··· DATA IN THIS EXERCISE

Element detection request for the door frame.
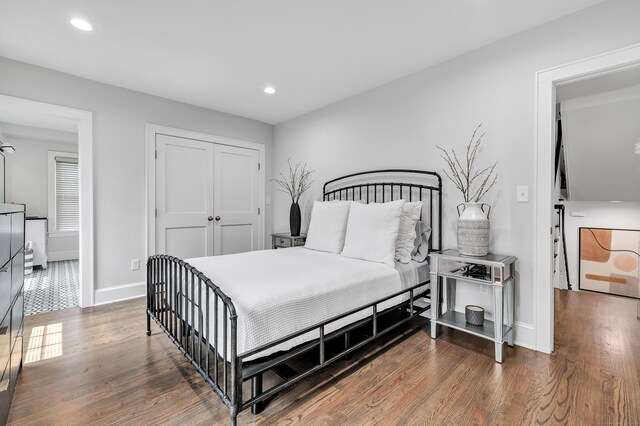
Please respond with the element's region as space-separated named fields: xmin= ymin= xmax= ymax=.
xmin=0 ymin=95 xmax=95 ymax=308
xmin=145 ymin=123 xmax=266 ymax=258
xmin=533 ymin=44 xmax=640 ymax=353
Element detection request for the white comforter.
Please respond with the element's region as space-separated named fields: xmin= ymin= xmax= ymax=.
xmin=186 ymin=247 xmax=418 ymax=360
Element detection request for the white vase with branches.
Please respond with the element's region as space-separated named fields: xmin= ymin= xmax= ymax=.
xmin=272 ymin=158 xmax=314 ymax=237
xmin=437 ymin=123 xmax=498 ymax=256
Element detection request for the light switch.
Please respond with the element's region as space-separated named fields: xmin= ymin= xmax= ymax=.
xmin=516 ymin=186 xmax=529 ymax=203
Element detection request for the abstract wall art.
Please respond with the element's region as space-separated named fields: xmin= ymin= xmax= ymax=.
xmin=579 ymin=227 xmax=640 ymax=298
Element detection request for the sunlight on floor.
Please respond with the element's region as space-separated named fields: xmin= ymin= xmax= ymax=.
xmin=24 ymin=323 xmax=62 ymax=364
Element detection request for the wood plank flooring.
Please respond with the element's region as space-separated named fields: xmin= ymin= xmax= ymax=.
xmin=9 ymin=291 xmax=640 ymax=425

······

» AIM
Rewrite the entries above, replacing every "Element detection request" with "Bounding box request" and keeping everything else the same. Omit the pictures from your answer.

» RESPONSE TO THIS TASK
Bounding box request for the door frame.
Please respond with the element's region as space-separated named fields: xmin= ymin= xmax= ymax=.
xmin=0 ymin=95 xmax=95 ymax=308
xmin=145 ymin=123 xmax=266 ymax=258
xmin=533 ymin=44 xmax=640 ymax=353
Bounding box request for the white comforter.
Please respond with the element's region as space-separated named fields: xmin= ymin= xmax= ymax=.
xmin=186 ymin=247 xmax=418 ymax=360
Bounding box request for the white vase with branches.
Please respond with the element's region as space-separated named fields: xmin= ymin= xmax= ymax=.
xmin=272 ymin=158 xmax=314 ymax=237
xmin=437 ymin=123 xmax=498 ymax=256
Bounding box request for the light switch.
Please respond with the element's region as space-separated named fields: xmin= ymin= xmax= ymax=.
xmin=516 ymin=186 xmax=529 ymax=203
Bounding box request for the abstract wall art.
Please respond with the element's region as space-separated named fields: xmin= ymin= xmax= ymax=.
xmin=579 ymin=227 xmax=640 ymax=298
Bounding box request for the sunlight on floor.
Please respond with the element's region as space-separated named fields: xmin= ymin= xmax= ymax=.
xmin=24 ymin=323 xmax=62 ymax=364
Bounding box request for the wood plank flooring.
Please respond with the element's region as space-separated named fields: xmin= ymin= xmax= ymax=.
xmin=9 ymin=291 xmax=640 ymax=425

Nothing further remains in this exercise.